§ Exercise prompt: Show each line of the data below that contains the word "rose".

* START Records *

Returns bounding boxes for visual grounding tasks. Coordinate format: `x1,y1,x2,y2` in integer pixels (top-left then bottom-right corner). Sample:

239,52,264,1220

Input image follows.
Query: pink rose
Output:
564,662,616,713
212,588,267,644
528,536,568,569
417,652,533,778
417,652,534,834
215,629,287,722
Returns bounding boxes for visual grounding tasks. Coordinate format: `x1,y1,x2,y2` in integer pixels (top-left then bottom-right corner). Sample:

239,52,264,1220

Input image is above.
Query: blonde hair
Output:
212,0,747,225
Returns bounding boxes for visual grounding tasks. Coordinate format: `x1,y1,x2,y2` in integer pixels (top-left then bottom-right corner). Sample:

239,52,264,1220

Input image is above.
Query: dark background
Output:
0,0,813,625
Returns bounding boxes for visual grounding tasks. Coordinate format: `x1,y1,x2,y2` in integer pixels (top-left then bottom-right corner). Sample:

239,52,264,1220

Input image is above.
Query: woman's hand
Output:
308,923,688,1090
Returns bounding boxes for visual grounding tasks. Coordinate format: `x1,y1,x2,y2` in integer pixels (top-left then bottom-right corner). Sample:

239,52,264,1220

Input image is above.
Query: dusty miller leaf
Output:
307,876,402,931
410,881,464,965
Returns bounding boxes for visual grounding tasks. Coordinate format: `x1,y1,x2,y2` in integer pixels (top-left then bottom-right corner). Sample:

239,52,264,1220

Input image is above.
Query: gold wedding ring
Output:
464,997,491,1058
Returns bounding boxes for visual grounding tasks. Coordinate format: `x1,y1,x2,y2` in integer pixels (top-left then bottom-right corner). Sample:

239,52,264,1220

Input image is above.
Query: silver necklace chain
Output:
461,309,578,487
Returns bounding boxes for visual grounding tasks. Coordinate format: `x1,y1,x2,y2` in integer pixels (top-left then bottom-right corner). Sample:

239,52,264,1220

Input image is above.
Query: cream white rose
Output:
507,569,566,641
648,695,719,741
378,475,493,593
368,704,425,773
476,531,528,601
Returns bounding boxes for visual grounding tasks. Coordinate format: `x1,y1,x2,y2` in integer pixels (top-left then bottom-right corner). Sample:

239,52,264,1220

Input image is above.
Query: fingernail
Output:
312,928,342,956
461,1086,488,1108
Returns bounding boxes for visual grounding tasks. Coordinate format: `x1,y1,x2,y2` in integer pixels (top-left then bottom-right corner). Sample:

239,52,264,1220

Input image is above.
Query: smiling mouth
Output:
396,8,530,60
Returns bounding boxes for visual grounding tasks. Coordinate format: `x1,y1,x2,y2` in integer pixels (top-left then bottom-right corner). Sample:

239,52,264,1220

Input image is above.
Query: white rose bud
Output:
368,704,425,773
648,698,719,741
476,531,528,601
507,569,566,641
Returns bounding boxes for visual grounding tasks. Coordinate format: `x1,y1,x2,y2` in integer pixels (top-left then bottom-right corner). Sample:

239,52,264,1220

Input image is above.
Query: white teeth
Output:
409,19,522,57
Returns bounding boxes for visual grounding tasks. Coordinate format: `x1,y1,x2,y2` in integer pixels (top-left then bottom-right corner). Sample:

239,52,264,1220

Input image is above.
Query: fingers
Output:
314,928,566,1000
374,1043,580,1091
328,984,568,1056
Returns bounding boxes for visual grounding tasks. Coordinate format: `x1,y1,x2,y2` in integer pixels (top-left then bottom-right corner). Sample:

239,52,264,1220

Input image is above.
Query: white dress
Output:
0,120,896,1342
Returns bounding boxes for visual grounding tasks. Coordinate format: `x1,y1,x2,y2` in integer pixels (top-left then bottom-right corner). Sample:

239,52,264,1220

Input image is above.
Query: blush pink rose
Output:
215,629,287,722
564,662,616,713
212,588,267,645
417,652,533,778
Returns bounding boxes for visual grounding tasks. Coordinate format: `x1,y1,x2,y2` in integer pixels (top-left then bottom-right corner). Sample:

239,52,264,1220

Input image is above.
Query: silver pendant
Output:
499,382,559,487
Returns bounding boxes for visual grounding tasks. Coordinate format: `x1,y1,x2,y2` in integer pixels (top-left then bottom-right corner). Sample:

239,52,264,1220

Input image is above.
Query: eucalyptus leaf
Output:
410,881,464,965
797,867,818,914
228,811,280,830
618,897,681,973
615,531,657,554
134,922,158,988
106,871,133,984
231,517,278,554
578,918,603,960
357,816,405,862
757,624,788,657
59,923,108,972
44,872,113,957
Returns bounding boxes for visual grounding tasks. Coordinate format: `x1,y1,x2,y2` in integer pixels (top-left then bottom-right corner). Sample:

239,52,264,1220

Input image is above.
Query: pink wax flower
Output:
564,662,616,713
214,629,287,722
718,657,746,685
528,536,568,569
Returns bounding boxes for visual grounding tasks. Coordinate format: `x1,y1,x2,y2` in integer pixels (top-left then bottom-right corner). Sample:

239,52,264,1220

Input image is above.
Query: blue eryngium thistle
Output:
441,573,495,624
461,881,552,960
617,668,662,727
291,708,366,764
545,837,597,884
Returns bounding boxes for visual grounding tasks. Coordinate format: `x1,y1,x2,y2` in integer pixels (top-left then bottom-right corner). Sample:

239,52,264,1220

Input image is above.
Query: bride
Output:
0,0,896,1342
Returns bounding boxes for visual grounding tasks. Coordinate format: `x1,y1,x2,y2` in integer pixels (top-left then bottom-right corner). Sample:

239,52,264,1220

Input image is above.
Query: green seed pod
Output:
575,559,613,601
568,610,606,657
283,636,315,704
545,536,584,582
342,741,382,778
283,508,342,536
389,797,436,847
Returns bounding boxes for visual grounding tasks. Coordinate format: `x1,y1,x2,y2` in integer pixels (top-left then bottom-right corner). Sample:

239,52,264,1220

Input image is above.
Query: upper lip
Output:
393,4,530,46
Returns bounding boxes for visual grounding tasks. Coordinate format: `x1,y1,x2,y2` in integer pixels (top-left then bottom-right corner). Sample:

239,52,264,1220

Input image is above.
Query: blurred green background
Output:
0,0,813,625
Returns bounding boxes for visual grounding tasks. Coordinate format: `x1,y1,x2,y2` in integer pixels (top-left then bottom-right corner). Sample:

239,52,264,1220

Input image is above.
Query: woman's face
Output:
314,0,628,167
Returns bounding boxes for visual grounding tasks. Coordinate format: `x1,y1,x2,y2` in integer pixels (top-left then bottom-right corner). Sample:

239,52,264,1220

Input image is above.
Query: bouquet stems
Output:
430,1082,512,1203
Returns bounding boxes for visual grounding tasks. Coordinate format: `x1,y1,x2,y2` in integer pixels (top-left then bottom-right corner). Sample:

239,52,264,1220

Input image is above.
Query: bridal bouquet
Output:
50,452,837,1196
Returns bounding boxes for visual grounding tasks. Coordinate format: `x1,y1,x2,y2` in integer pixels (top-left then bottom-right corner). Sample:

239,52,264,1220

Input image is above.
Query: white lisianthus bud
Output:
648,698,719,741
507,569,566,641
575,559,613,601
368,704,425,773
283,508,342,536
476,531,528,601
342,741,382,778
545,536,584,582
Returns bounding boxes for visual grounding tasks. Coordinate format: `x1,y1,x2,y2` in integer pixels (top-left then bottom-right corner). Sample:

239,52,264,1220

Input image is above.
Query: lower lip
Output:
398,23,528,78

* END Records *

§ Correct output:
Query: pink rose
Query: cream white rose
Query: white rose bud
Query: blush pink rose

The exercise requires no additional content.